Dataset records on object locations:
------------------------------------------------

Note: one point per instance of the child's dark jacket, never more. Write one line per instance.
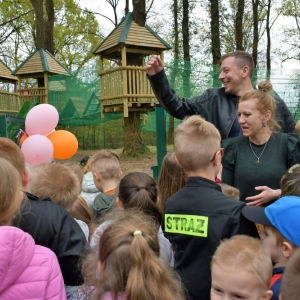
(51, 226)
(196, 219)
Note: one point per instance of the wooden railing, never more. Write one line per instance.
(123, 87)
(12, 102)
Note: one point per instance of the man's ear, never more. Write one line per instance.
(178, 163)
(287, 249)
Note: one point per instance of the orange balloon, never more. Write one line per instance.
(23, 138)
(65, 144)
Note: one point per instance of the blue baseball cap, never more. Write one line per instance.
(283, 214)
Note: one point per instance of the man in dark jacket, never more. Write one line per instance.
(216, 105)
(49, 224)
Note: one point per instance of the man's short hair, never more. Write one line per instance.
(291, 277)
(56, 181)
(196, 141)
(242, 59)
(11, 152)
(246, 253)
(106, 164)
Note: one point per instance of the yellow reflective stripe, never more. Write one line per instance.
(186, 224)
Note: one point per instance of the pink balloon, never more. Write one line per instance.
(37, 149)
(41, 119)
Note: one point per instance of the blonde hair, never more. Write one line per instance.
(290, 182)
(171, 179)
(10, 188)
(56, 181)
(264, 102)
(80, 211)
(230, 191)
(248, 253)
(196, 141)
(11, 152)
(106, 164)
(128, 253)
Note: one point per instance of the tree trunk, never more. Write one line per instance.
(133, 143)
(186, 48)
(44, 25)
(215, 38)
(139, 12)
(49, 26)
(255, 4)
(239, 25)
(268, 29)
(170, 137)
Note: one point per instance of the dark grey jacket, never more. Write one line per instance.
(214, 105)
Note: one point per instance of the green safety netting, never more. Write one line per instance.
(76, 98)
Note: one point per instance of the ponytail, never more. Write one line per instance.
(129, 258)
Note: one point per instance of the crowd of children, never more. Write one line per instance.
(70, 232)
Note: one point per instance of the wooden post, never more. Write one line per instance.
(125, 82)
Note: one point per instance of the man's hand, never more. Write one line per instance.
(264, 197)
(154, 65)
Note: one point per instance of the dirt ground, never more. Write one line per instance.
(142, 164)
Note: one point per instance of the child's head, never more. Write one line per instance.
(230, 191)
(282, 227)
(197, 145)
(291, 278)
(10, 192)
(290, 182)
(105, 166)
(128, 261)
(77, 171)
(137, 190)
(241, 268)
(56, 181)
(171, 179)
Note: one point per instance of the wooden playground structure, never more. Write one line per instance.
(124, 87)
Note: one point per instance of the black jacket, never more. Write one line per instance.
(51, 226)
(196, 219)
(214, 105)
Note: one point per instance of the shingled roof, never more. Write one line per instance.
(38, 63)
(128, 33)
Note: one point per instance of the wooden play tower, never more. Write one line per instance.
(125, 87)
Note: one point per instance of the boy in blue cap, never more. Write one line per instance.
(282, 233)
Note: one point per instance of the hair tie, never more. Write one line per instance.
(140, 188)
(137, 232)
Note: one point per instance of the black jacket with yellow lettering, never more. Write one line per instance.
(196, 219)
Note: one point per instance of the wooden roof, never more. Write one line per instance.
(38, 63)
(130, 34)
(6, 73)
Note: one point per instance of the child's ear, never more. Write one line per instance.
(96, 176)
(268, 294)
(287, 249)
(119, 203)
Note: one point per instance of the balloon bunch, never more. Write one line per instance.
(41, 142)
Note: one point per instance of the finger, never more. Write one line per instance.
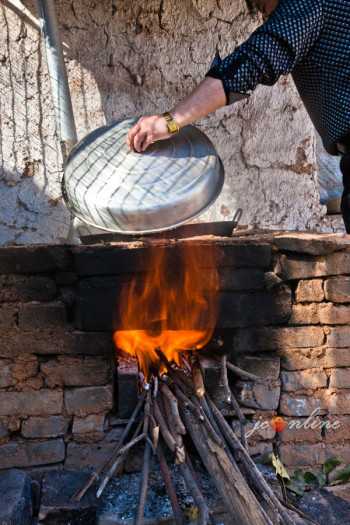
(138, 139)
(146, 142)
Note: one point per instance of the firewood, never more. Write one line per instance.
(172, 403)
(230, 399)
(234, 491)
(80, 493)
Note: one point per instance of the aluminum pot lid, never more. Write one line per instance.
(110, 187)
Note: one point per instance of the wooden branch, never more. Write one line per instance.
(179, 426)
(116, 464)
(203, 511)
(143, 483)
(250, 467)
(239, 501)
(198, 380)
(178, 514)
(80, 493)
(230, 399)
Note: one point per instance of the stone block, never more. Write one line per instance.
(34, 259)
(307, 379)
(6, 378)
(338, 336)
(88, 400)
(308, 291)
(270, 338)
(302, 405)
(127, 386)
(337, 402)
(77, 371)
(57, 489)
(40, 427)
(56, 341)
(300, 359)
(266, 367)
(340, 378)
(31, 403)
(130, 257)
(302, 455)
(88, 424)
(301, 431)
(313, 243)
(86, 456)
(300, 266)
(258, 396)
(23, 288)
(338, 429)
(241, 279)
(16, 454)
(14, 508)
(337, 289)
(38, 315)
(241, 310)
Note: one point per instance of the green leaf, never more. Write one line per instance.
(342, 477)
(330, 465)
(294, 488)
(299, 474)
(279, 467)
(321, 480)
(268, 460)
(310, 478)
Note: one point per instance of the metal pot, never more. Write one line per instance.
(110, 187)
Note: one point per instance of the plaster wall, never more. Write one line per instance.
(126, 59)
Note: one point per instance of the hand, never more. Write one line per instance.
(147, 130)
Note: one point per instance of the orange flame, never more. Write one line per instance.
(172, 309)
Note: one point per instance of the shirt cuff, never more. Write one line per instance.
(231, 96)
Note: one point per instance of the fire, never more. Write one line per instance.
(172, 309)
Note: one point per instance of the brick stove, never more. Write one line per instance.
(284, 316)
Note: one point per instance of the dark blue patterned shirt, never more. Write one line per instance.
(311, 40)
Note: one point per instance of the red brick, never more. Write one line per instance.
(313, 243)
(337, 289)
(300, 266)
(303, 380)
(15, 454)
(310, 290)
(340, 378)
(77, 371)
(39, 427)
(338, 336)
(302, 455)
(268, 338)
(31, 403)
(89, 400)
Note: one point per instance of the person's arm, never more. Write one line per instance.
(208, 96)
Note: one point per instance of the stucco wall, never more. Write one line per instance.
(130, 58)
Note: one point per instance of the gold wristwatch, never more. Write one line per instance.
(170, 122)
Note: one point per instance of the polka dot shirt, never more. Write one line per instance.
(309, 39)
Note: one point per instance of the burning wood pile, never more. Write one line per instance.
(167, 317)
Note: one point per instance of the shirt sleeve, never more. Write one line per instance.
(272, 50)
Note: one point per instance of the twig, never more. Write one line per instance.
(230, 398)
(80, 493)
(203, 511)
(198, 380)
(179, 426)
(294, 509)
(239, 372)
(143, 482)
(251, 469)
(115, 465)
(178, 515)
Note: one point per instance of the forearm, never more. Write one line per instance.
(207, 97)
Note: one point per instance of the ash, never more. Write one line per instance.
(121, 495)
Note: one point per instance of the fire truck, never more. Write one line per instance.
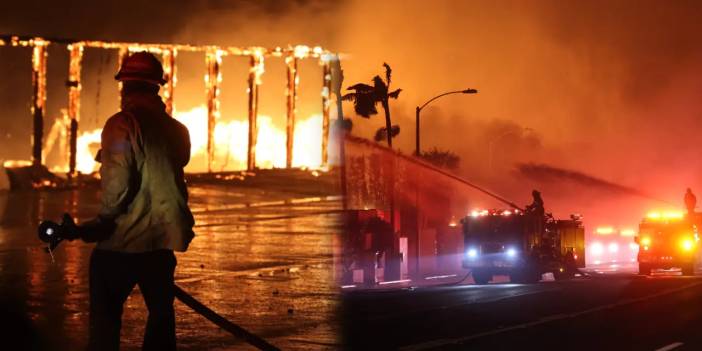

------------------------------------------------

What the task requires: Could you output every line of the records above as a numbered list, skipping blank lines and leaving out the pictures?

The output:
1. Note: one point per instance of the child's dark jacket, never more. Write one line per instance.
2. (51, 226)
3. (196, 219)
4. Note: one point per instance of the wooden railing, never more. Write one line per instance.
5. (123, 87)
6. (12, 102)
7. Note: one point per instance of the man's ear, never more. Write one line per instance.
8. (178, 163)
9. (287, 249)
10. Note: one point per instance of the orange balloon, never more. Write one line per instance.
11. (23, 138)
12. (65, 144)
13. Note: one point per instance of the blue baseball cap, never more. Write one line per instance.
14. (283, 214)
15. Note: one point per instance of the man in dark jacket, never more. Write one line per instance.
16. (216, 105)
17. (49, 224)
18. Note: one point per instance of the man's short hair, never more. Write one line per instance.
19. (291, 277)
20. (56, 181)
21. (196, 141)
22. (242, 59)
23. (11, 152)
24. (246, 253)
25. (106, 164)
26. Note: one point per instance of the yellow reflective stripe, never more. Write one line per instance.
27. (186, 224)
28. Note: one point per instance of the pink balloon, never more. Write one line per instance.
29. (37, 149)
30. (41, 119)
31. Note: one point per instance of the blonde hair, never more. Write one line per instance.
32. (290, 182)
33. (171, 179)
34. (10, 188)
35. (56, 181)
36. (264, 102)
37. (80, 211)
38. (230, 191)
39. (248, 253)
40. (196, 141)
41. (11, 152)
42. (106, 164)
43. (128, 253)
44. Note: one point per instance of the tree trunk, never more. Write one line per instance.
45. (133, 143)
46. (186, 48)
47. (44, 25)
48. (215, 38)
49. (139, 12)
50. (49, 26)
51. (255, 4)
52. (239, 25)
53. (268, 29)
54. (170, 137)
55. Note: one point per instance of the dark grey jacket, never more. Write one line per instance.
56. (214, 105)
57. Note: one point per instance of the green safety netting, never more. Write one line per instance.
58. (76, 98)
59. Note: one point per instance of the ponytail, never more. Write one line per instance.
60. (129, 258)
61. Note: one point per instance of the crowd of children, never more. Write one line per instance.
62. (70, 232)
63. Note: one point per instance of the wooden post, never more. Write one line per instance.
64. (125, 82)
65. Note: one point per instance of the man's hand, never more. Write one line per instance.
66. (264, 197)
67. (154, 65)
68. Note: one point per instance of the dirt ground, never more. Write one line per instance.
69. (142, 164)
70. Note: one point per instance of the child's head, never more. Write one line per instance.
71. (230, 191)
72. (282, 227)
73. (197, 145)
74. (291, 278)
75. (10, 192)
76. (290, 182)
77. (105, 166)
78. (128, 261)
79. (77, 171)
80. (137, 190)
81. (241, 268)
82. (56, 181)
83. (171, 179)
84. Note: one point per instance of the wooden playground structure, never more. Write one line per instance.
85. (124, 87)
86. Note: one point per instance of the black jacket, never more. Write one line per instance.
87. (51, 226)
88. (196, 219)
89. (214, 105)
90. Note: one point per instance of the shingled roof, never more. Write one line per instance.
91. (38, 63)
92. (128, 33)
93. Note: one point per instance of the wooden play tower, never more. Write one line per instance.
94. (125, 87)
95. Note: one point per instance of the boy in blue cap, never more. Write one line per instance.
96. (282, 233)
97. Note: one point per instance of the hair tie, never more. Write one line per instance.
98. (140, 188)
99. (137, 232)
100. Note: one point per instance of the black jacket with yellow lettering, never more. Write one line per instance.
101. (196, 219)
102. Note: one point per instance of the wooden roof, never more. Write one line per instance.
103. (38, 63)
104. (130, 34)
105. (6, 73)
106. Note: one point per instance of the child's ear, never more. Write one line per instance.
107. (96, 176)
108. (268, 294)
109. (287, 249)
110. (119, 203)
111. Note: one point per instance of the balloon bunch, never more. Write one line per instance.
112. (41, 142)
113. Note: one point per instance of the finger, never more. Write one line per instance.
114. (138, 139)
115. (146, 142)
116. Note: one point per instance of the firewood, never more. Write one line per instance.
117. (172, 403)
118. (230, 399)
119. (234, 491)
120. (80, 493)
121. Note: one point per instance of the aluminum pot lid, never more. Write one line per instance.
122. (110, 187)
123. Note: one point per instance of the wooden branch, never more. Write one line per instance.
124. (179, 426)
125. (116, 464)
126. (203, 511)
127. (143, 483)
128. (250, 467)
129. (239, 501)
130. (198, 380)
131. (178, 514)
132. (80, 493)
133. (230, 399)
134. Note: one point per instance of the stone block, never more. Write one line per instance.
135. (34, 259)
136. (307, 379)
137. (6, 378)
138. (338, 336)
139. (88, 400)
140. (308, 291)
141. (270, 338)
142. (302, 405)
143. (127, 386)
144. (337, 402)
145. (77, 371)
146. (57, 489)
147. (40, 427)
148. (56, 341)
149. (300, 359)
150. (266, 367)
151. (340, 378)
152. (31, 403)
153. (130, 257)
154. (302, 455)
155. (88, 424)
156. (301, 431)
157. (313, 243)
158. (86, 456)
159. (300, 266)
160. (258, 396)
161. (23, 288)
162. (338, 429)
163. (241, 279)
164. (16, 454)
165. (14, 508)
166. (337, 289)
167. (38, 315)
168. (241, 310)
169. Note: one point per instance of the green leaf, never more. Write one line per instance.
170. (342, 477)
171. (330, 465)
172. (294, 488)
173. (299, 474)
174. (279, 467)
175. (321, 480)
176. (268, 460)
177. (310, 478)
178. Note: one point per instance of the metal pot, never more. Write one line per instance.
179. (110, 187)
180. Note: one point per instance of the plaster wall, never more. Write one line per instance.
181. (126, 59)
182. Note: one point per instance of the hand, never more. Write one line per instance.
183. (147, 130)
184. Note: one point per instance of the orange flame, never more. Write one line per instance.
185. (172, 309)
186. Note: one point per instance of the shirt cuff, never more. Write one line per instance.
187. (231, 96)
188. Note: one point per instance of the fire, never more. Write one line per instance.
189. (172, 309)
190. Note: one point per instance of the brick stove, never more. Write one line per instance.
191. (284, 316)
192. Note: one point per instance of the dark blue patterned shirt, never more. Write one line per instance.
193. (311, 40)
194. Note: one point per instance of the red brick, never more. Write one line per instance.
195. (313, 243)
196. (337, 289)
197. (300, 266)
198. (303, 380)
199. (15, 454)
200. (310, 290)
201. (340, 378)
202. (77, 371)
203. (39, 427)
204. (338, 336)
205. (302, 455)
206. (268, 338)
207. (31, 403)
208. (89, 400)
209. Note: one point per instance of the person's arm, never more. Write one line per instance.
210. (208, 96)
211. Note: one point per instance of the stucco wall, never more. Write one line per instance.
212. (130, 58)
213. Note: one point per instance of the gold wristwatch, never more. Write one line per instance.
214. (170, 122)
215. Note: one point per instance of the polka dot shirt, never more. Write one line per instance.
216. (309, 39)
217. Note: one point per instance of the burning wood pile, never more. Write one line per instance.
218. (167, 317)
219. Note: one point per instance of the shirt sleeve, never more. Write one line per instance.
220. (272, 50)
221. Note: one point per instance of the twig, never more. Write one line per instance.
222. (230, 398)
223. (80, 493)
224. (203, 511)
225. (198, 380)
226. (179, 426)
227. (294, 509)
228. (239, 372)
229. (143, 482)
230. (251, 469)
231. (115, 465)
232. (178, 515)
233. Note: one point per instance of the forearm, never more. Write one line per instance.
234. (207, 97)
235. Note: one point per instance of the ash, never more. Write one line per instance.
236. (121, 495)
237. Note: one point per instance of the fire truck, never more. Write one line per instance.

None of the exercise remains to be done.